## RECORD EXTRACTS:
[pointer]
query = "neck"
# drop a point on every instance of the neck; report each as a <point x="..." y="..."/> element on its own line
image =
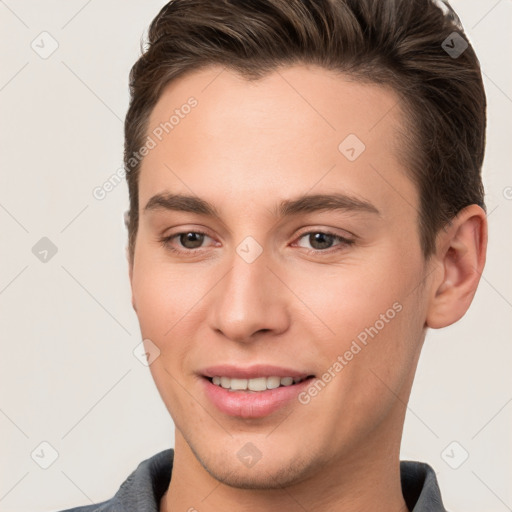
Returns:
<point x="366" y="479"/>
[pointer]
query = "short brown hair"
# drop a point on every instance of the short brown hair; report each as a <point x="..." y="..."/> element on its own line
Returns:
<point x="402" y="44"/>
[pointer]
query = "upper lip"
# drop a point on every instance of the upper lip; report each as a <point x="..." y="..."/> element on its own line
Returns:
<point x="251" y="372"/>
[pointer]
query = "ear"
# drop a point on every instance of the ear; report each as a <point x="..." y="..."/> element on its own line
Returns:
<point x="460" y="255"/>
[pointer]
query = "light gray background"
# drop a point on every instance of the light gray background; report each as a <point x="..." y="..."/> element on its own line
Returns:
<point x="68" y="373"/>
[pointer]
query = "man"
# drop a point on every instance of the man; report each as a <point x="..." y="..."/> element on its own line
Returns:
<point x="305" y="202"/>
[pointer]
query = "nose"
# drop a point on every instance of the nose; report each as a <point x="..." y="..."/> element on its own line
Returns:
<point x="249" y="301"/>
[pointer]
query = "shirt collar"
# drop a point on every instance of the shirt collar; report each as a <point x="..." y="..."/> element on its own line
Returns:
<point x="144" y="488"/>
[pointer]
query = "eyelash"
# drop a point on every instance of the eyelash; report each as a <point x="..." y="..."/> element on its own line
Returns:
<point x="344" y="242"/>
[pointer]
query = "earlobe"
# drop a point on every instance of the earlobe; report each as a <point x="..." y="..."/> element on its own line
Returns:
<point x="461" y="250"/>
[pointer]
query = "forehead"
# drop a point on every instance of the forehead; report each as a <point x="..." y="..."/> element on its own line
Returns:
<point x="297" y="128"/>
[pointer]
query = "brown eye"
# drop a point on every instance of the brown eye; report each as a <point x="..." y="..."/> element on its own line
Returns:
<point x="191" y="240"/>
<point x="320" y="241"/>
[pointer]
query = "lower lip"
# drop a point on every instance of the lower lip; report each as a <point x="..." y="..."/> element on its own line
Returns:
<point x="257" y="404"/>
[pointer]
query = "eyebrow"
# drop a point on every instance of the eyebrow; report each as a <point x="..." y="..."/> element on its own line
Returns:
<point x="286" y="208"/>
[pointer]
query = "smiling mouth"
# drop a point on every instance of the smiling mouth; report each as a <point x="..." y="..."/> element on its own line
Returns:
<point x="257" y="384"/>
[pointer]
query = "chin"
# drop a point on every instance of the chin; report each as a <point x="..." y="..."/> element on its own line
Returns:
<point x="275" y="472"/>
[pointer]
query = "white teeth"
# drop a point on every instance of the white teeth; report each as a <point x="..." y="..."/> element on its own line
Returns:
<point x="259" y="384"/>
<point x="238" y="384"/>
<point x="256" y="384"/>
<point x="273" y="382"/>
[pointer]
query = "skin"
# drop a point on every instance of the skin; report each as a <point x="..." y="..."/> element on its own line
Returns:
<point x="244" y="148"/>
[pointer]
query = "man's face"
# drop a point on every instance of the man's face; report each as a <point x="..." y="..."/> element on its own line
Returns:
<point x="314" y="292"/>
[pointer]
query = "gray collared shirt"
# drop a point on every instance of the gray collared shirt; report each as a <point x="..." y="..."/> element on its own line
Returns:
<point x="144" y="488"/>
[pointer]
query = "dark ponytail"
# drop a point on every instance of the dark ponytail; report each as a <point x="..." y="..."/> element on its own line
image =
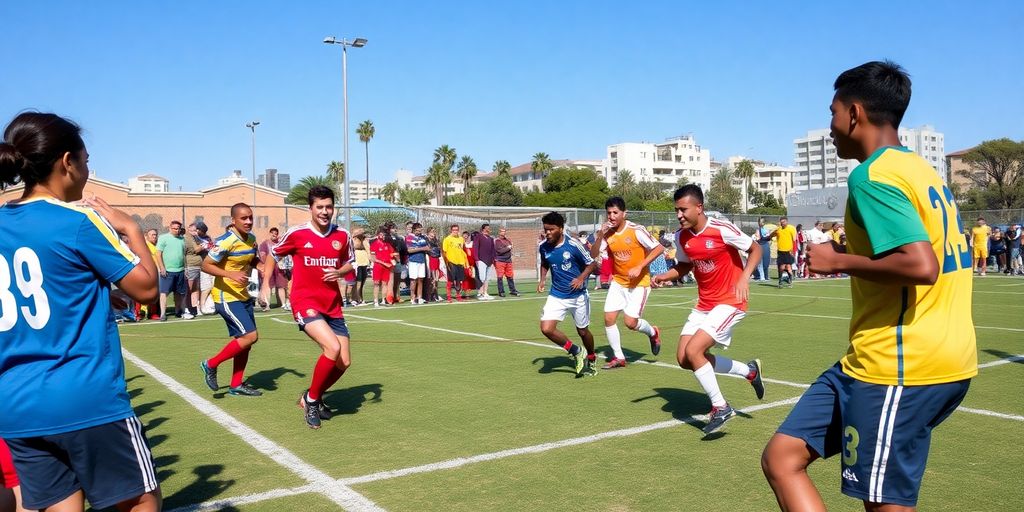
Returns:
<point x="32" y="143"/>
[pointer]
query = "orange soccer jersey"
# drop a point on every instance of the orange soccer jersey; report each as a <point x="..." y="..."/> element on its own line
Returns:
<point x="627" y="249"/>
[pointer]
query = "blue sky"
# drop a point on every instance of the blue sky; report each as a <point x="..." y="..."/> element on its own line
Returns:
<point x="167" y="87"/>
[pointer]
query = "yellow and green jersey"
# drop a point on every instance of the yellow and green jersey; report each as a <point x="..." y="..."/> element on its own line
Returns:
<point x="231" y="253"/>
<point x="908" y="335"/>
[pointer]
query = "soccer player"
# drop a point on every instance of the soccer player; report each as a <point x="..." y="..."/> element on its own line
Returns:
<point x="65" y="411"/>
<point x="323" y="255"/>
<point x="785" y="237"/>
<point x="631" y="250"/>
<point x="912" y="348"/>
<point x="711" y="248"/>
<point x="979" y="239"/>
<point x="569" y="264"/>
<point x="230" y="262"/>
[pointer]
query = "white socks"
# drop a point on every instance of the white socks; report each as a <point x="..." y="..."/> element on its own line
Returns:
<point x="614" y="341"/>
<point x="706" y="376"/>
<point x="724" y="365"/>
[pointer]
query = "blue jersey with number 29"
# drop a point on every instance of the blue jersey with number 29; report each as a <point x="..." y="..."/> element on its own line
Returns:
<point x="60" y="366"/>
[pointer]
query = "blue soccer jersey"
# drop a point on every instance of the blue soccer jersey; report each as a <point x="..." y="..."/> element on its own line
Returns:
<point x="566" y="261"/>
<point x="60" y="366"/>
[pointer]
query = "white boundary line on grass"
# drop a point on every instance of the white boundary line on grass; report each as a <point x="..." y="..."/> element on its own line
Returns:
<point x="320" y="481"/>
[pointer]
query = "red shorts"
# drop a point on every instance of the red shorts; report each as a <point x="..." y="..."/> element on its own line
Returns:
<point x="381" y="273"/>
<point x="8" y="478"/>
<point x="504" y="268"/>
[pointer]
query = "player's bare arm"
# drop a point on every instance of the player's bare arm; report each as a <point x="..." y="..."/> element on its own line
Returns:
<point x="912" y="263"/>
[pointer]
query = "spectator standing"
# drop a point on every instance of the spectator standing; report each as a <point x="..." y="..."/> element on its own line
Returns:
<point x="503" y="262"/>
<point x="171" y="263"/>
<point x="483" y="246"/>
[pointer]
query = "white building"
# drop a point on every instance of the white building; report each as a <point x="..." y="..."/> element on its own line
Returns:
<point x="768" y="177"/>
<point x="819" y="167"/>
<point x="148" y="183"/>
<point x="662" y="163"/>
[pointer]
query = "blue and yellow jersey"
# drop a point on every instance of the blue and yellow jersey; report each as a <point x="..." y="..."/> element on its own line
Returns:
<point x="59" y="349"/>
<point x="231" y="253"/>
<point x="908" y="335"/>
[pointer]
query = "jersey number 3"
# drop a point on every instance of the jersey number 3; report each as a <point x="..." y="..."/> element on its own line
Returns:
<point x="954" y="253"/>
<point x="29" y="276"/>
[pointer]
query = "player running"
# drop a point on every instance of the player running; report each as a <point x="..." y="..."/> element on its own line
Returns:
<point x="230" y="262"/>
<point x="631" y="249"/>
<point x="323" y="254"/>
<point x="711" y="248"/>
<point x="912" y="350"/>
<point x="569" y="264"/>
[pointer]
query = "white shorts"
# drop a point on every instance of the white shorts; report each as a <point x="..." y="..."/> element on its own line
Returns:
<point x="417" y="270"/>
<point x="627" y="300"/>
<point x="555" y="309"/>
<point x="718" y="323"/>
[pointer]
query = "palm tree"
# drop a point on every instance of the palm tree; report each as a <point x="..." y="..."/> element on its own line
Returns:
<point x="389" y="192"/>
<point x="744" y="171"/>
<point x="466" y="171"/>
<point x="367" y="132"/>
<point x="438" y="177"/>
<point x="502" y="167"/>
<point x="541" y="165"/>
<point x="299" y="193"/>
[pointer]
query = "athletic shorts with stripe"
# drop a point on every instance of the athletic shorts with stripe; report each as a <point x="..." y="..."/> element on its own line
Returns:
<point x="238" y="315"/>
<point x="628" y="300"/>
<point x="110" y="463"/>
<point x="718" y="323"/>
<point x="555" y="309"/>
<point x="883" y="432"/>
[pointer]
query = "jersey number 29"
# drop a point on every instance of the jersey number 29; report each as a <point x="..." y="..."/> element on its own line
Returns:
<point x="29" y="276"/>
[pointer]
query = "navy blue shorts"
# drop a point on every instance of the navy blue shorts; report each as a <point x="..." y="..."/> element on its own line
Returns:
<point x="239" y="315"/>
<point x="882" y="431"/>
<point x="173" y="283"/>
<point x="336" y="325"/>
<point x="110" y="463"/>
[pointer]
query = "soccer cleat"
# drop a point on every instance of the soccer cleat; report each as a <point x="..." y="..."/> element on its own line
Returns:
<point x="581" y="360"/>
<point x="210" y="375"/>
<point x="613" y="364"/>
<point x="717" y="418"/>
<point x="759" y="385"/>
<point x="311" y="410"/>
<point x="244" y="390"/>
<point x="655" y="341"/>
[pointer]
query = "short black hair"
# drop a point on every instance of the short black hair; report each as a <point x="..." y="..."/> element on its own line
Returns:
<point x="883" y="87"/>
<point x="689" y="189"/>
<point x="616" y="202"/>
<point x="320" y="192"/>
<point x="553" y="218"/>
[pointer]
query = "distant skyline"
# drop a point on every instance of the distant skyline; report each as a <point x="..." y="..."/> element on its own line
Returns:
<point x="167" y="88"/>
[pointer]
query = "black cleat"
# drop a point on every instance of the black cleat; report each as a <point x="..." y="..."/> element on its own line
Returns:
<point x="210" y="375"/>
<point x="244" y="390"/>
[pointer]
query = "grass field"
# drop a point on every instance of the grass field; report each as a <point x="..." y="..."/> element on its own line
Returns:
<point x="468" y="408"/>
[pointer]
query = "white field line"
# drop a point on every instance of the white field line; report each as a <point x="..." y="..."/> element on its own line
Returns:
<point x="537" y="449"/>
<point x="321" y="482"/>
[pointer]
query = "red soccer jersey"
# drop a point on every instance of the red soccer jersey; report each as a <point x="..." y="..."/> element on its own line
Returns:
<point x="717" y="265"/>
<point x="311" y="253"/>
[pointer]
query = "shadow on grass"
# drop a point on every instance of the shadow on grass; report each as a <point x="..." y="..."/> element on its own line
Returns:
<point x="266" y="380"/>
<point x="348" y="400"/>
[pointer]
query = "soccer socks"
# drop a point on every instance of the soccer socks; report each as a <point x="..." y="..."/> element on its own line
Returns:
<point x="230" y="350"/>
<point x="724" y="365"/>
<point x="706" y="376"/>
<point x="644" y="327"/>
<point x="322" y="372"/>
<point x="239" y="367"/>
<point x="613" y="341"/>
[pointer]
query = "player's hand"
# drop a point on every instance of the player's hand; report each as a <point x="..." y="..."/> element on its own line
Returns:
<point x="332" y="274"/>
<point x="742" y="289"/>
<point x="822" y="258"/>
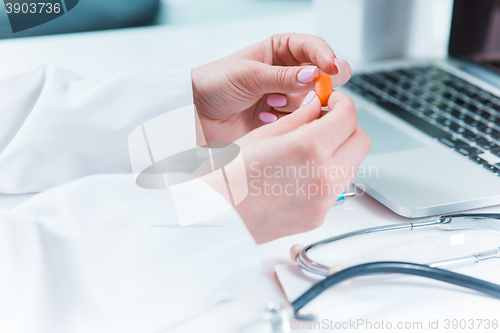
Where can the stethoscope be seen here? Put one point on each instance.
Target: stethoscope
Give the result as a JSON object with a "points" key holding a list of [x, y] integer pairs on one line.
{"points": [[278, 317]]}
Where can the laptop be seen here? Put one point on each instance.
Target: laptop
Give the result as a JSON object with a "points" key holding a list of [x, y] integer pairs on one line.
{"points": [[435, 125]]}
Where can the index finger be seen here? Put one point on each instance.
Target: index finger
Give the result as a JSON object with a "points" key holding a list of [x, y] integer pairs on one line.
{"points": [[329, 132], [297, 49]]}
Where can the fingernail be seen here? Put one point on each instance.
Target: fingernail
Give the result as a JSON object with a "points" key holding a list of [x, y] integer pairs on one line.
{"points": [[268, 117], [337, 64], [310, 96], [307, 74], [276, 101]]}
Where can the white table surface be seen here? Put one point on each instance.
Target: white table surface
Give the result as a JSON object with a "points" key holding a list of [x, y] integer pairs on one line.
{"points": [[116, 52]]}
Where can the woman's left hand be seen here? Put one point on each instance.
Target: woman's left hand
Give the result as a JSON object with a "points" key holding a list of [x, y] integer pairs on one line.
{"points": [[261, 83]]}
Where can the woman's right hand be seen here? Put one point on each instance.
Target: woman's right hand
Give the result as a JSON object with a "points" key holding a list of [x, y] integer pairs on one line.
{"points": [[325, 154]]}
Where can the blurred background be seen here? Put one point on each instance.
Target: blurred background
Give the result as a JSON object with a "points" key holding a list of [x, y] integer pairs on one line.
{"points": [[141, 34]]}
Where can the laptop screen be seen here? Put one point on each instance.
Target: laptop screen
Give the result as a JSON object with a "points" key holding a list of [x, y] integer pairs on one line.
{"points": [[475, 32]]}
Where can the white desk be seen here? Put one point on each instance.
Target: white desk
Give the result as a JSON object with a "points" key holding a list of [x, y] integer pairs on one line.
{"points": [[109, 53]]}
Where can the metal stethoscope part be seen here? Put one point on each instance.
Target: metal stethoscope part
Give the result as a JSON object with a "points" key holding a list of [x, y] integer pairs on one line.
{"points": [[278, 317], [445, 222]]}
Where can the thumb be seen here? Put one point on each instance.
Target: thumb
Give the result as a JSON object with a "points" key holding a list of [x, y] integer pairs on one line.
{"points": [[286, 80], [303, 115]]}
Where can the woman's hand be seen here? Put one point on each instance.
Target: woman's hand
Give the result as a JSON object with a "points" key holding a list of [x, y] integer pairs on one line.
{"points": [[298, 166], [273, 76]]}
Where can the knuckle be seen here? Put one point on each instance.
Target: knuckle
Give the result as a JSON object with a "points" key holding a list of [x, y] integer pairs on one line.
{"points": [[282, 77]]}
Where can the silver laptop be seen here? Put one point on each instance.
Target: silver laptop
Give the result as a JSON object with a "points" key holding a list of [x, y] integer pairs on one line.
{"points": [[435, 126]]}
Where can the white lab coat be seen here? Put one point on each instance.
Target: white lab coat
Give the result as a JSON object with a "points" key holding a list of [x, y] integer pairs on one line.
{"points": [[93, 252]]}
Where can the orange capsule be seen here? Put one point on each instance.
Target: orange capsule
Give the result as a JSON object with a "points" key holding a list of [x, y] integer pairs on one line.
{"points": [[324, 88]]}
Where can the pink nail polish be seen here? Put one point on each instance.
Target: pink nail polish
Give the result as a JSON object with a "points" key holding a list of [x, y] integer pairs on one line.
{"points": [[310, 96], [337, 64], [276, 101], [307, 74], [268, 117]]}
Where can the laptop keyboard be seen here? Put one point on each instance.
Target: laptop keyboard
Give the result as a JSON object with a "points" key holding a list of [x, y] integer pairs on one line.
{"points": [[460, 115]]}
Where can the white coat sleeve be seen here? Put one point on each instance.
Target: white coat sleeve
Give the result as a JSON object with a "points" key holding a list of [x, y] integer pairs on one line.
{"points": [[56, 126], [103, 255], [100, 254]]}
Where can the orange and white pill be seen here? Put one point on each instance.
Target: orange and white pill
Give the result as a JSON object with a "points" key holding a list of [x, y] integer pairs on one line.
{"points": [[324, 88]]}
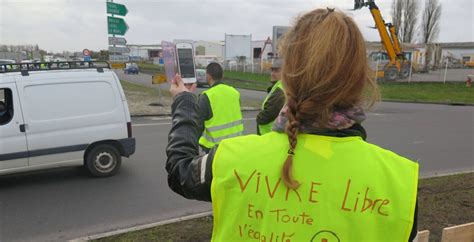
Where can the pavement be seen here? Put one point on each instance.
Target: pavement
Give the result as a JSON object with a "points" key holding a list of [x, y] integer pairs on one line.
{"points": [[64, 204]]}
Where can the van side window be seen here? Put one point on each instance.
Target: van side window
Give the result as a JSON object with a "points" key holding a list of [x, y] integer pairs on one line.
{"points": [[6, 106]]}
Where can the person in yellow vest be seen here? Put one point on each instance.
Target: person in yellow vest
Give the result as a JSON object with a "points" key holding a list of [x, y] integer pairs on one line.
{"points": [[220, 116], [314, 177], [273, 102]]}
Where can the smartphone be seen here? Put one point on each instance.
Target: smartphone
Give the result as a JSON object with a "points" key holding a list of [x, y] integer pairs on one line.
{"points": [[185, 57]]}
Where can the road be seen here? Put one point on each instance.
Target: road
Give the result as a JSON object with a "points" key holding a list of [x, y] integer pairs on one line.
{"points": [[145, 79], [58, 205]]}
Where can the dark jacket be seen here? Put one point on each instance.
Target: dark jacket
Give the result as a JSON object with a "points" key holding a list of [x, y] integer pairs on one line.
{"points": [[271, 108], [189, 173]]}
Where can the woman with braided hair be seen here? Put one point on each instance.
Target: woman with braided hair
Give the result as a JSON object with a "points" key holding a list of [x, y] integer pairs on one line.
{"points": [[314, 177]]}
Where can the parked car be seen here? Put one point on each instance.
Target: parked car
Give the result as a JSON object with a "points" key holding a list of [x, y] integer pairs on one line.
{"points": [[131, 68], [201, 78], [70, 117]]}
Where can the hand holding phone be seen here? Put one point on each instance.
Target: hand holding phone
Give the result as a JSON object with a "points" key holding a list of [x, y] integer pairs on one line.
{"points": [[178, 86], [186, 67]]}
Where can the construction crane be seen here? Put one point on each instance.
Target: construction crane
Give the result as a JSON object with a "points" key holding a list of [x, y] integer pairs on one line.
{"points": [[398, 65]]}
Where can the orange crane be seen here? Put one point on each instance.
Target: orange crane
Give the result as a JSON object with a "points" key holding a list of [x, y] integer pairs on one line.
{"points": [[398, 66]]}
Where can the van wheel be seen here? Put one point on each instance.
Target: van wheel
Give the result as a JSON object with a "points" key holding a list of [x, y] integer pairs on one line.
{"points": [[103, 161]]}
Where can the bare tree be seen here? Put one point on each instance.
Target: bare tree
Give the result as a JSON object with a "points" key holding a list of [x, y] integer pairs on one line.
{"points": [[430, 26], [405, 18]]}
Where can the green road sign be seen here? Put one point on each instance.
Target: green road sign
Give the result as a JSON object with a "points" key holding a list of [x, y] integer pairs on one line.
{"points": [[117, 26], [115, 8]]}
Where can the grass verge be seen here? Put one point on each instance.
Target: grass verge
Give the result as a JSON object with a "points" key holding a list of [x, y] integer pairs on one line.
{"points": [[442, 201], [451, 92]]}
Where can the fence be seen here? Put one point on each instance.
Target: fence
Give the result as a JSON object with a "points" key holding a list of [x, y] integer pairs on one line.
{"points": [[445, 74]]}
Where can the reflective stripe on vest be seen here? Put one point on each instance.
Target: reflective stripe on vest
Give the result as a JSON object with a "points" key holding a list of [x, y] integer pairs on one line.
{"points": [[350, 190], [226, 121], [267, 128]]}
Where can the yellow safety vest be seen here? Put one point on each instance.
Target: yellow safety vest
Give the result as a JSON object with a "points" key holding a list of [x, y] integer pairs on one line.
{"points": [[226, 121], [267, 128], [350, 191]]}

## PROBLEM DETAILS:
Find the lines in the entries above where "lower" occurs, and copy each of them.

## ANSWER AREA:
query = "lower lip"
# drop a point on every instance of the lower lip; report each as a <point x="..." y="..."/> element on its own line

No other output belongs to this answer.